The Declaration at Graz

Churches at the Second European Ecumenical Assembly on Reconciliation

in Graz, Austria (June 1997)

Background to the ‘Graz Documents’

CPTI (Conscience and Peace Tax International) and various national movements aim at the recognition of the right to conscientious objection to the payment of taxes which are spent on arms and the preparation and conduct of war. They believe every taxpayer should have the right not to pay taxes for military purposes; instead, an equivalent portion of one's personal taxes would be paid to a peace tax fund out of which non-violent forms of conflict resolution could be financed.

This endeavour goes hand in hand with a growing consciousness among Christians and churches that the world is in need of real peacemakers offering non-violent solutions.

During the last decade a broader and clearer awareness of this issue has emerged among churches.

The General Assembly of the World Council of Churches (Vancouver, 1983) launched an appeal to its Protestant, Anglican, and Orthodox member churches, as well as to the Roman-Catholic Church. It asked them to engage in ‘a conciliar process of common engagement for justice, peace and integrity of creation’. For Europe, this resulted in an ecumenical assembly in Basel in 1989. The final document, entitled Peace and Justice for the Whole Creation contains a series of conclusions and recommendations concerning peace. It also:

strongly affirm[s] the importance of non-violent, political means as the appropriate way of seeking to bring about change in Europe. There are no situations in our countries or on our continent in which violence is required or justified. (§ 61)

At the world level a convocation was held in Seoul, Korea (March 1990) on the same theme. In the final document Now is the time, the churches concluded a series of covenants, one of them:

for an authentic security, for demilitarisation, against militarism, and for a culture of active non-violence as a creative and liberating force.

# SHORT PROBLEM A
Reproduce the segmentation records below line for line, changing nothing.
The records have no connection to the declaration text.

# TASK MATERIAL

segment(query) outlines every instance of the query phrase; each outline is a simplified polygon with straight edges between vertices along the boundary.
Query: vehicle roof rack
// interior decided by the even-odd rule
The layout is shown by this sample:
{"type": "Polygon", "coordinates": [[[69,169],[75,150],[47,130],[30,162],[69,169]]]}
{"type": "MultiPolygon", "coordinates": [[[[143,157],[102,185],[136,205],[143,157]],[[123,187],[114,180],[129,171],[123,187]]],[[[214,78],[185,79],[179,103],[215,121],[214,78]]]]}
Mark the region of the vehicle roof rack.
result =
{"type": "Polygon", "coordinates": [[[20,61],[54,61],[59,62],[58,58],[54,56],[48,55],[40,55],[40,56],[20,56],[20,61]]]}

# SHORT PROBLEM B
Can you rewrite the peace tax text between "The Declaration at" and "could be financed.", inclusive, substituting "Vienna" for "Graz"?

# TASK SOLUTION A
segment(query) outlines every instance of the query phrase; each outline is a simplified polygon with straight edges between vertices along the boundary.
Query: vehicle roof rack
// interior decided by the even-odd rule
The layout is shown by this sample:
{"type": "Polygon", "coordinates": [[[69,169],[75,150],[47,130],[30,162],[69,169]]]}
{"type": "MultiPolygon", "coordinates": [[[[143,157],[102,185],[136,205],[143,157]],[[123,187],[114,180],[129,171],[123,187]]],[[[214,78],[185,79],[179,103],[215,121],[214,78]]]]}
Mark the region of the vehicle roof rack.
result =
{"type": "Polygon", "coordinates": [[[20,61],[54,61],[59,62],[58,58],[54,56],[48,55],[40,55],[40,56],[20,56],[20,61]]]}

# TASK SOLUTION B
The Declaration at Vienna

Churches at the Second European Ecumenical Assembly on Reconciliation

in Vienna, Austria (June 1997)

Background to the ‘Vienna Documents’

CPTI (Conscience and Peace Tax International) and various national movements aim at the recognition of the right to conscientious objection to the payment of taxes which are spent on arms and the preparation and conduct of war. They believe every taxpayer should have the right not to pay taxes for military purposes; instead, an equivalent portion of one's personal taxes would be paid to a peace tax fund out of which non-violent forms of conflict resolution could be financed.